* _Prompt_
Reproduce the material below, substituting "trash" for every "plastic" and leaving everything else unchanged.

* _Data section_
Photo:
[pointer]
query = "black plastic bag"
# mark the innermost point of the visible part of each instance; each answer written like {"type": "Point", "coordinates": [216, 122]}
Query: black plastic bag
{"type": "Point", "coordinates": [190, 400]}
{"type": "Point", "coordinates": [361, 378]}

* _Result of this exercise_
Photo:
[pointer]
query = "black trash bag"
# mark the innermost point of the visible part of each instance; each answer written like {"type": "Point", "coordinates": [216, 122]}
Query: black trash bag
{"type": "Point", "coordinates": [190, 400]}
{"type": "Point", "coordinates": [361, 378]}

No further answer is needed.